### The task
Count the lines of the data below that contain the string "black", and give only the number.

### Material shown
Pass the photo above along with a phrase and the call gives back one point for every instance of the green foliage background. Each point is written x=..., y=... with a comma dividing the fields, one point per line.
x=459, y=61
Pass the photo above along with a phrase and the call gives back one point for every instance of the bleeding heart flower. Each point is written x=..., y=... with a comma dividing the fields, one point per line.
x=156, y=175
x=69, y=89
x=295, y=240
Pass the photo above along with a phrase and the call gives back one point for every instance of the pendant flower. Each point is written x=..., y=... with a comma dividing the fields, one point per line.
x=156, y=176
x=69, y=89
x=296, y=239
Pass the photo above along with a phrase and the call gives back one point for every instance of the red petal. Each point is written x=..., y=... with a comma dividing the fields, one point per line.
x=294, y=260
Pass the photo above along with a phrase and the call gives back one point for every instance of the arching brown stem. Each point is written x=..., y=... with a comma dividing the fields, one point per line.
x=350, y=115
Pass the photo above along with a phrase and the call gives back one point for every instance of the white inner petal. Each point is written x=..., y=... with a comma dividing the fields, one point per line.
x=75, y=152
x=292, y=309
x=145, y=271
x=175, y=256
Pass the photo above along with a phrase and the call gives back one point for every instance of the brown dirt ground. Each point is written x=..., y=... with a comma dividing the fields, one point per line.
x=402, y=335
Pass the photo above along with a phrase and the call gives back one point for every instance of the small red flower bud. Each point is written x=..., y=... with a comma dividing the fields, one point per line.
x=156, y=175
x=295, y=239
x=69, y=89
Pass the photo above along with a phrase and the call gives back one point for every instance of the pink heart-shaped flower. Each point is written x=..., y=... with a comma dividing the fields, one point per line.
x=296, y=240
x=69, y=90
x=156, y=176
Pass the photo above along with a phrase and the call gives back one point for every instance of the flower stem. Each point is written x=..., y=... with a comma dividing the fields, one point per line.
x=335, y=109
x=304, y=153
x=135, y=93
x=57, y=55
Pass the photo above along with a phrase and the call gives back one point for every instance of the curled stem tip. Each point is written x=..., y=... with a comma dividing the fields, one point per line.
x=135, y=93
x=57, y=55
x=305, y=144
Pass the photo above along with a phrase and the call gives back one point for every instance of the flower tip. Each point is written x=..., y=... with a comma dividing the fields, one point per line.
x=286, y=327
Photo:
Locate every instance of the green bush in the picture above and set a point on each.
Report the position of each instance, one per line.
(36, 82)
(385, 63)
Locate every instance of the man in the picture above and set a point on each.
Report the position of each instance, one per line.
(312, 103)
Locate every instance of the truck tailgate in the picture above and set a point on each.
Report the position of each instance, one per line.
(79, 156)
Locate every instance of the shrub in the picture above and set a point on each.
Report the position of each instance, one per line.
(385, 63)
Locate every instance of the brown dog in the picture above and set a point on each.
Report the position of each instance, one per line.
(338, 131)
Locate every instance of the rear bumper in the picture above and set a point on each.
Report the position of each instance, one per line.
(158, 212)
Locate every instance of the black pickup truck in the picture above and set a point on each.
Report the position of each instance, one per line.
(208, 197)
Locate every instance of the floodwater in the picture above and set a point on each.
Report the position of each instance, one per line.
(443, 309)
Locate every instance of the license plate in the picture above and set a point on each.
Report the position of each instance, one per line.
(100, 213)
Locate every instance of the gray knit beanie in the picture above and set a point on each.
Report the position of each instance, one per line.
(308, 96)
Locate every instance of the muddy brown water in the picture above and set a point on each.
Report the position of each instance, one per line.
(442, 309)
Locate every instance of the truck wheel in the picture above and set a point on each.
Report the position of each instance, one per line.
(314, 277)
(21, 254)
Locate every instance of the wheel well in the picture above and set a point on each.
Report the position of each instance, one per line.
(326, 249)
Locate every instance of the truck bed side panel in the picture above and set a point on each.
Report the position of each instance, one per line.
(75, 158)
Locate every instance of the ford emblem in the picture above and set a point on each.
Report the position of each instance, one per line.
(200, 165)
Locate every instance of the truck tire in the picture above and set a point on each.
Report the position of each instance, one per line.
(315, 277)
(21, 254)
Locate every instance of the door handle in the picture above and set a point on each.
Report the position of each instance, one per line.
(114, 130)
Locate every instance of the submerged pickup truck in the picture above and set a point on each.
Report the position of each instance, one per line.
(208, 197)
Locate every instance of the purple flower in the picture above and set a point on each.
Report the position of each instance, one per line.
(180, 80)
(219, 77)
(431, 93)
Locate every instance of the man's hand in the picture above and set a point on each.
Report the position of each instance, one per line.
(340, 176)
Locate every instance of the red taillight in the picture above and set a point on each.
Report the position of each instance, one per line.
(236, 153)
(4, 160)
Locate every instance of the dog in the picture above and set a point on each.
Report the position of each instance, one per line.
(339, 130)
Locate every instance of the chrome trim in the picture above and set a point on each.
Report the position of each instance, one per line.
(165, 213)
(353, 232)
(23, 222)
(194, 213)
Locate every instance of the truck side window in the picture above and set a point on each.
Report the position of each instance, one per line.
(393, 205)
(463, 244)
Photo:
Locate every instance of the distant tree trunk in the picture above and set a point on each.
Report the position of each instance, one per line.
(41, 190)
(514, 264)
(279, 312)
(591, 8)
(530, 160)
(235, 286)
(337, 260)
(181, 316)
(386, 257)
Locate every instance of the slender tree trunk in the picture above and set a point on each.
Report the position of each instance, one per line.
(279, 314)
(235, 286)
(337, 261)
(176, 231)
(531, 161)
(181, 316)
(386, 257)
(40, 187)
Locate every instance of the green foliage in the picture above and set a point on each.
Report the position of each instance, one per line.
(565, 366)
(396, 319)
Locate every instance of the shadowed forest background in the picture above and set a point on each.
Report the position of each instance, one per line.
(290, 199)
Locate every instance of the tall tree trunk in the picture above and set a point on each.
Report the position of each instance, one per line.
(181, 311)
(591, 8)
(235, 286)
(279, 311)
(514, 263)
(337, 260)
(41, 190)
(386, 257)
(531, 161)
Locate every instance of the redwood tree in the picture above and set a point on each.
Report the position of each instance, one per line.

* * *

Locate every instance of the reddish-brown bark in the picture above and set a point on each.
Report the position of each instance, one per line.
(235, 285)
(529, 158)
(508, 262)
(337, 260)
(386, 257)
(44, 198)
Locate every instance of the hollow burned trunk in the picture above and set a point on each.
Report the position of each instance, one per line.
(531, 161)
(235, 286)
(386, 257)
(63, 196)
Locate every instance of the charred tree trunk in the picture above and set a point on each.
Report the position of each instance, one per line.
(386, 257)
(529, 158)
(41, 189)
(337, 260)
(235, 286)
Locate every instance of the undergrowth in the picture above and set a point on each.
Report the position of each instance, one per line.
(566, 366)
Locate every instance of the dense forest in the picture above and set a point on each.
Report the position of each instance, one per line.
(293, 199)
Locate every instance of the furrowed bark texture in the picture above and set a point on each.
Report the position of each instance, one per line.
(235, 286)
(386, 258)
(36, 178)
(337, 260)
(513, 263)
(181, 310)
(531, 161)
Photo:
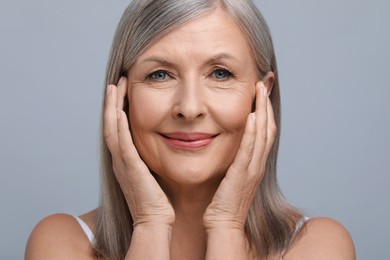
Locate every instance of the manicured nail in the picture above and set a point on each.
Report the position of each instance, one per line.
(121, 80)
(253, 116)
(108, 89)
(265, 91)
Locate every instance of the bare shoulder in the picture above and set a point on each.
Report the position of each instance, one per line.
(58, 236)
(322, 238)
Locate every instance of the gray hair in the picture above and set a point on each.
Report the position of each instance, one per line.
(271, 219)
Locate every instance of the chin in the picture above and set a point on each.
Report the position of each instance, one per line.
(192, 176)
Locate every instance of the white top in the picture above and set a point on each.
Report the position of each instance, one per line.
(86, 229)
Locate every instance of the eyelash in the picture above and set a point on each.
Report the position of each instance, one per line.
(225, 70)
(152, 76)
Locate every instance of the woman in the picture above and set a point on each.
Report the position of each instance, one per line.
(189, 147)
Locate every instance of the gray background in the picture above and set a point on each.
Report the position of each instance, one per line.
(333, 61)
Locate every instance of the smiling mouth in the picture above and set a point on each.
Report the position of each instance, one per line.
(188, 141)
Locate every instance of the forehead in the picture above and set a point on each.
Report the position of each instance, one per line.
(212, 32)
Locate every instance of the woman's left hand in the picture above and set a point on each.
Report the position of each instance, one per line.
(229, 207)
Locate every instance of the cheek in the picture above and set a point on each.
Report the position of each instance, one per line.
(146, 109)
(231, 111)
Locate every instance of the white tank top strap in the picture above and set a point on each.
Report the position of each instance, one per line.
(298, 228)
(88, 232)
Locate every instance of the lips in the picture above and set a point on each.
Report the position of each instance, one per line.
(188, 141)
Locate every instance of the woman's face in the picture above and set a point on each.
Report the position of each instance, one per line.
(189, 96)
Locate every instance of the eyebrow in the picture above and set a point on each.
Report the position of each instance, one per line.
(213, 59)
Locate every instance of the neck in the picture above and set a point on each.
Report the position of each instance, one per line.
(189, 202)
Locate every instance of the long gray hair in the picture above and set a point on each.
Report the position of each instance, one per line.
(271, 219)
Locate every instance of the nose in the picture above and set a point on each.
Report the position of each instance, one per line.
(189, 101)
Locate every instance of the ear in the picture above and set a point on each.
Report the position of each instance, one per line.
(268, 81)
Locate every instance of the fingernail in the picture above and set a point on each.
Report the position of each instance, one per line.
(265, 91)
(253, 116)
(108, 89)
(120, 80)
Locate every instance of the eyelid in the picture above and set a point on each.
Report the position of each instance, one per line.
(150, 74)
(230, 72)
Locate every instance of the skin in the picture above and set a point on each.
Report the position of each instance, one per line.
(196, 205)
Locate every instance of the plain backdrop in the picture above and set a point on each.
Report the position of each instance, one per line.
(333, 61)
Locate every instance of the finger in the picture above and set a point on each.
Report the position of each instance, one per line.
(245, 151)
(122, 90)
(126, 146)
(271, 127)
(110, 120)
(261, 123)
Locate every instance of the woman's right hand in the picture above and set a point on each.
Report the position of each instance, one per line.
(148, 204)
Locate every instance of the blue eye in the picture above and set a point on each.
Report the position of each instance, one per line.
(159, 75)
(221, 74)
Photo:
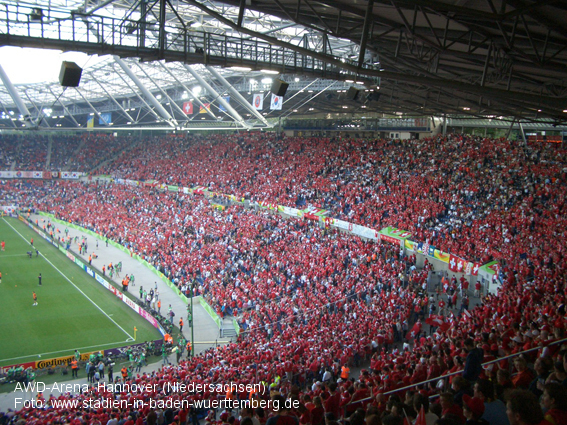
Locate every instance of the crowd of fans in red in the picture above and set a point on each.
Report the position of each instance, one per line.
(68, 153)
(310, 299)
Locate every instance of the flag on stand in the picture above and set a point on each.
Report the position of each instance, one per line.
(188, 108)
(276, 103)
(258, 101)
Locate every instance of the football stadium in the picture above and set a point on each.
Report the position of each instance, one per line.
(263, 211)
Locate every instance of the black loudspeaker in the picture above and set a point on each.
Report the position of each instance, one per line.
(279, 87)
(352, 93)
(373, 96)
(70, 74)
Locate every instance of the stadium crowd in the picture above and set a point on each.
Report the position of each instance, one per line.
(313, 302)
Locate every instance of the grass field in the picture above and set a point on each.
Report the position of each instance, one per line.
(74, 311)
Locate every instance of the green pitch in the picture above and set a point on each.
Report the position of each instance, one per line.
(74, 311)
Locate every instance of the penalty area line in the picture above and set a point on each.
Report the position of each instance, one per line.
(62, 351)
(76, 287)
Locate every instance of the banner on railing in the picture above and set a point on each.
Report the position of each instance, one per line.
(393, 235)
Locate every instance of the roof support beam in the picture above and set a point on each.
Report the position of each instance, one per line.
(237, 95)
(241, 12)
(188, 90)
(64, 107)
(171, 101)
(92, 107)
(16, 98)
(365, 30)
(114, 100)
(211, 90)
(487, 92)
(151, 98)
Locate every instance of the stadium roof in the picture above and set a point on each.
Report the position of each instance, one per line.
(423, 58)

### Task solution
2